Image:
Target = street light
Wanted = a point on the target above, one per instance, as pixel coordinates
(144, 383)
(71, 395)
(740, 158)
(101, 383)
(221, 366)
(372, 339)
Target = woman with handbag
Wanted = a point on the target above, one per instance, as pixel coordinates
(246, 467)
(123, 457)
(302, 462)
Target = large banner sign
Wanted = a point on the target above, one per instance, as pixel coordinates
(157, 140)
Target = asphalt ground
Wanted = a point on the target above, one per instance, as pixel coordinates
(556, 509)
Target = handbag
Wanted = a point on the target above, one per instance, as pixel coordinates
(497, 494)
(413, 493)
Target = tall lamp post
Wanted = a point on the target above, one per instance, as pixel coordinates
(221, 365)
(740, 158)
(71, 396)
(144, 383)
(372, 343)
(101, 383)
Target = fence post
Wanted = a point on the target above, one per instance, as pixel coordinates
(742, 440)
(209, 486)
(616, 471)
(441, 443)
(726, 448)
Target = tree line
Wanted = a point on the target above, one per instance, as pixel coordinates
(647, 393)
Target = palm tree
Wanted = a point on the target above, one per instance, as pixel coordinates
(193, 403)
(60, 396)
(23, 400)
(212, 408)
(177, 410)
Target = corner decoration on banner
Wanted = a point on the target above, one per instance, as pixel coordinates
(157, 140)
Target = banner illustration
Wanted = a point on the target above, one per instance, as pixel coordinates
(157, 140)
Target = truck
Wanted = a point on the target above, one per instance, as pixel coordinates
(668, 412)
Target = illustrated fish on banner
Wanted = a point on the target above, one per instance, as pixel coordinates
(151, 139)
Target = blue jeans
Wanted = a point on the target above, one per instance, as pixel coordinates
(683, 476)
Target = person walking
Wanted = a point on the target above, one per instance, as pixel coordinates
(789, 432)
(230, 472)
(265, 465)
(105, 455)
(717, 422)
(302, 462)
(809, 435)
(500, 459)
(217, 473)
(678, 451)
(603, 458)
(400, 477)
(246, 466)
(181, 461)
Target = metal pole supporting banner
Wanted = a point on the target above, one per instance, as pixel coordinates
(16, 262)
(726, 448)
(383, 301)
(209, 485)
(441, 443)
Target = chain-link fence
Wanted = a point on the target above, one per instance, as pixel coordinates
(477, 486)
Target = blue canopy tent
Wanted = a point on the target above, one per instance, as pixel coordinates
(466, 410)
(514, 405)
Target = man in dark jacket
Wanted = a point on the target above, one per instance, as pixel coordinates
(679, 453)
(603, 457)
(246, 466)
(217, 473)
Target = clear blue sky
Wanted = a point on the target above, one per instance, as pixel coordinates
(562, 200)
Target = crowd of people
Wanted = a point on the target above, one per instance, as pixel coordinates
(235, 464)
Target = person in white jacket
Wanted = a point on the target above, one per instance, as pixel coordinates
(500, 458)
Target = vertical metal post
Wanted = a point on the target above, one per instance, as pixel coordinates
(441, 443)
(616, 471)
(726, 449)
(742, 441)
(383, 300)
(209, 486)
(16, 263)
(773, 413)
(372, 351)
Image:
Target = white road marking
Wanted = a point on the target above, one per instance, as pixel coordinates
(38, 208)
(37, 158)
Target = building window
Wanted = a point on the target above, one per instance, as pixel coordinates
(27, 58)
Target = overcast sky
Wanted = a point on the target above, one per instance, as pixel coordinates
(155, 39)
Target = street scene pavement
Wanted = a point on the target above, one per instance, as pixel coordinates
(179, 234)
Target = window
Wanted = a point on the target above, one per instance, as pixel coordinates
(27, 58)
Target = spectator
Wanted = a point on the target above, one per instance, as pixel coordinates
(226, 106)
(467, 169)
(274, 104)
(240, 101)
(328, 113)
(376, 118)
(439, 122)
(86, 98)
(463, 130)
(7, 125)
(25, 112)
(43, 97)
--*--
WHAT YOU WILL DO:
Reproduce the rows from the line with "Target = spectator" up to and including the final line of the rows, shifting each pixel coordinate by adding 141 to both of its numbers and leaving every other line unchanged.

SOLUTION FOR THIS EXERCISE:
Target = spectator
Wanted = a point on the target above, one per instance, as pixel coordinates
(367, 247)
(608, 310)
(415, 245)
(381, 242)
(469, 254)
(517, 259)
(580, 263)
(227, 239)
(604, 271)
(148, 266)
(166, 253)
(184, 238)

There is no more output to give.